[The request] In the material below, convert the lines from the one with "I need to know the whereabouts of the palm tree in" to the one with "[521,0,927,768]" into a JSON list of strings, one string per line and no blank lines.
** START OF Records for the task **
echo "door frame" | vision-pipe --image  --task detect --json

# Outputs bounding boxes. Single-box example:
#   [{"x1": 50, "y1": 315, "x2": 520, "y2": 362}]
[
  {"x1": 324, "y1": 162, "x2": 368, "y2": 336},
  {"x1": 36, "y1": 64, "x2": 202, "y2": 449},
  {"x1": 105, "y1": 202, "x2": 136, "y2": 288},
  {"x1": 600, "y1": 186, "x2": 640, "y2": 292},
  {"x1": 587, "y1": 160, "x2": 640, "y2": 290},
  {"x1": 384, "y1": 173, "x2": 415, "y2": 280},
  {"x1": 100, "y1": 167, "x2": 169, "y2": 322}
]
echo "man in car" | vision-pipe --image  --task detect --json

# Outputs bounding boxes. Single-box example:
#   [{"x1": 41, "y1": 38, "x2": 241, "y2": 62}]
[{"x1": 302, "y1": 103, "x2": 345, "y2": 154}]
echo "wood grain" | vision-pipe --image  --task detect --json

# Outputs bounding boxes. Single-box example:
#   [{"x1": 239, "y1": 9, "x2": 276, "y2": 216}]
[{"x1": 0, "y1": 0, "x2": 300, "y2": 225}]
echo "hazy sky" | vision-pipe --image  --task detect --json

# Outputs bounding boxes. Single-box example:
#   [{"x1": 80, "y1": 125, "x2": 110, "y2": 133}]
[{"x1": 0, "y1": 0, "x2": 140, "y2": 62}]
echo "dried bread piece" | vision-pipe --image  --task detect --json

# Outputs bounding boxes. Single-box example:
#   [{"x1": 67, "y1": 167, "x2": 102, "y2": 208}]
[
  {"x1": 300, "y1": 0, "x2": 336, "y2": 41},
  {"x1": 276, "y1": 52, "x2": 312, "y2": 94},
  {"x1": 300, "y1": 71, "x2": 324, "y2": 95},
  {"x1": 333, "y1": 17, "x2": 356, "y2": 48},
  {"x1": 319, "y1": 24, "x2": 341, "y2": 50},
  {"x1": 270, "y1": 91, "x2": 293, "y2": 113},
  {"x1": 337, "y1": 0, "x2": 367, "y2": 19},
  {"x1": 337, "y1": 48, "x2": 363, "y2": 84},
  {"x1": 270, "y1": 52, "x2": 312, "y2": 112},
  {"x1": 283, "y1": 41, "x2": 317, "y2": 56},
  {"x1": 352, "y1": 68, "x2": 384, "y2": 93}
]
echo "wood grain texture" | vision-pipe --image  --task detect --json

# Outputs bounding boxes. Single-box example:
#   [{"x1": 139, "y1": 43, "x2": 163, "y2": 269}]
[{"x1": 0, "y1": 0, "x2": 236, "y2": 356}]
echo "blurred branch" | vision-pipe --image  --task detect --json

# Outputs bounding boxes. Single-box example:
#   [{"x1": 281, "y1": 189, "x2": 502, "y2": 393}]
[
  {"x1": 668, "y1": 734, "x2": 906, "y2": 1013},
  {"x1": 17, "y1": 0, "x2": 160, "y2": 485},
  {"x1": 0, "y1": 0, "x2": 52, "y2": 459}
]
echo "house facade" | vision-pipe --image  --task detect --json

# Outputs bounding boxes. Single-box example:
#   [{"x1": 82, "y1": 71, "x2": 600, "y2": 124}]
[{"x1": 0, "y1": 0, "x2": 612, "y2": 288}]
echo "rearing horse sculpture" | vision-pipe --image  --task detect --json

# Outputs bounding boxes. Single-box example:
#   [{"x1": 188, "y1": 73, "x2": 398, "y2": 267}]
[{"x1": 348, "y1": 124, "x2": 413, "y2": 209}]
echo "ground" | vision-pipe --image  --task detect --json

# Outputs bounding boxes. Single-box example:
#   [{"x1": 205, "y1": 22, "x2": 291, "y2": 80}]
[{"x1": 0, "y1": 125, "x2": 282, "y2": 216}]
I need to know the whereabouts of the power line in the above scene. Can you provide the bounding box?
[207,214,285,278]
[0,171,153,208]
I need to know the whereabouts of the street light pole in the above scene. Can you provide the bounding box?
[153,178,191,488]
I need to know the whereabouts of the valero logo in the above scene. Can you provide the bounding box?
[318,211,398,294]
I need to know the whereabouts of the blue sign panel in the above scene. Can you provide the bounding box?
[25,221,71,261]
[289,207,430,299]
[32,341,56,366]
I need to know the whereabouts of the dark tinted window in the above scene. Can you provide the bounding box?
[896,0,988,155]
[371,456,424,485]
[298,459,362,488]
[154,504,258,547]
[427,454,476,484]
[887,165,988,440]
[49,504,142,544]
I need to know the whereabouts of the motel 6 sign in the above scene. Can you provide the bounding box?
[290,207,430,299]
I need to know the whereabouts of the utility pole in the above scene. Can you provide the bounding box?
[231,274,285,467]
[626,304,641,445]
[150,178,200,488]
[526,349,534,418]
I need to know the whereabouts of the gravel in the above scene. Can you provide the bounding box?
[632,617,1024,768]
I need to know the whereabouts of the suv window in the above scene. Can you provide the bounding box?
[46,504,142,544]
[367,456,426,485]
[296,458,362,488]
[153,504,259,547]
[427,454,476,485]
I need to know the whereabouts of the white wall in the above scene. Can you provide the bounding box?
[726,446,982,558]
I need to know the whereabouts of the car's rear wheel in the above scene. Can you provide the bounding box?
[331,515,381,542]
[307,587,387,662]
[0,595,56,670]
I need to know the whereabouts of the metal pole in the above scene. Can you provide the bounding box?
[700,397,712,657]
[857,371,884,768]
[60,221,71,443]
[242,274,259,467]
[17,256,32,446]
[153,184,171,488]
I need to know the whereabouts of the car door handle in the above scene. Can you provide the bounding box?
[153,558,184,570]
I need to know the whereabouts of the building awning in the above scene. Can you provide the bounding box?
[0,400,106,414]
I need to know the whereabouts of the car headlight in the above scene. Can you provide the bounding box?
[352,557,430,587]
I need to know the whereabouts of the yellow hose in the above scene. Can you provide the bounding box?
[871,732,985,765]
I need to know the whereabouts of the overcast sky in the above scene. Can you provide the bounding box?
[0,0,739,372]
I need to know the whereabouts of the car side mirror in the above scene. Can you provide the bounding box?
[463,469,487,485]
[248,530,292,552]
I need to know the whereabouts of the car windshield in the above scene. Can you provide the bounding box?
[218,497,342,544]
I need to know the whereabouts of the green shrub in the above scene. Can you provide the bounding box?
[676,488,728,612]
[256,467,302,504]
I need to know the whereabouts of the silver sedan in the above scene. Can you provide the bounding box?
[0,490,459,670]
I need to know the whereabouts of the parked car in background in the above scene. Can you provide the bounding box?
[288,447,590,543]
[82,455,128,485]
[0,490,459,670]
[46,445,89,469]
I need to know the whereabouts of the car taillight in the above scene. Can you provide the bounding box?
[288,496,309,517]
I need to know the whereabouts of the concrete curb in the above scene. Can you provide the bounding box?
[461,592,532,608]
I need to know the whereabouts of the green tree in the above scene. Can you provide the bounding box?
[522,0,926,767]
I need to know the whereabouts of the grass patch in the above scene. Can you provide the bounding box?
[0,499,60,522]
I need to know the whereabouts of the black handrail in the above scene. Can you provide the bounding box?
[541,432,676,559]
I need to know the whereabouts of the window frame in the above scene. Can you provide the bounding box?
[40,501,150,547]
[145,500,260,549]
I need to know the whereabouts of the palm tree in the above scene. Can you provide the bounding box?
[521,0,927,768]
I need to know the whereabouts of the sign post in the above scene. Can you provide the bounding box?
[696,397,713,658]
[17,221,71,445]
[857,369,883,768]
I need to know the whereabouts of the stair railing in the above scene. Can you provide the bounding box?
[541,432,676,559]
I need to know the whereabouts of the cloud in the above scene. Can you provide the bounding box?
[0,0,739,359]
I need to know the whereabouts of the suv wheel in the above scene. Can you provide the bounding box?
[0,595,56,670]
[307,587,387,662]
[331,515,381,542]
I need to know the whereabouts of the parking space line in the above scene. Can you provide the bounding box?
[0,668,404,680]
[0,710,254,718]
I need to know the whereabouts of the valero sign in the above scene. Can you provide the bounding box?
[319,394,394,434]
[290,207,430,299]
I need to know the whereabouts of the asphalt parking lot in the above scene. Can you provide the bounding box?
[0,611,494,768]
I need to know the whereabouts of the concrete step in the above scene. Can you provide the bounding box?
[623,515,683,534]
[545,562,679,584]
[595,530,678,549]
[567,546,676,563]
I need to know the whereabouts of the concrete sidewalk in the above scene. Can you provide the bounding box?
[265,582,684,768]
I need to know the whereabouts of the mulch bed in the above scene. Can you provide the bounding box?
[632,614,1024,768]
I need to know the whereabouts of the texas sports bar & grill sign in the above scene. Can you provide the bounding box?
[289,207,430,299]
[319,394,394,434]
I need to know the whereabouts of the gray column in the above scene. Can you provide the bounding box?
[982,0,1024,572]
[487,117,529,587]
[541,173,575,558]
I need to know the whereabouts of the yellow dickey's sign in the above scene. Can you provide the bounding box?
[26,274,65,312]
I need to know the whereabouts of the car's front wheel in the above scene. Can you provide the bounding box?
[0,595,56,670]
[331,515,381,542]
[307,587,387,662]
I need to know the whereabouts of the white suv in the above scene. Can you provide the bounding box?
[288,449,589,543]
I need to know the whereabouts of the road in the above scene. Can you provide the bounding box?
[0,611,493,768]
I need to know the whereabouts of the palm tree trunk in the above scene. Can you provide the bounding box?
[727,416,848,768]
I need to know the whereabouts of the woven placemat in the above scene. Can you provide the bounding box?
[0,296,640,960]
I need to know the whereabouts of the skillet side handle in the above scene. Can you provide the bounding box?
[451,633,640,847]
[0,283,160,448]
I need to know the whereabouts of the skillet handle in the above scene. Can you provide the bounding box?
** END OF Records for the task **
[Full output]
[
  "I need to know the whereabouts of the palm tree in the above scene. Can you provide the bounding box?",
  "[521,0,927,768]"
]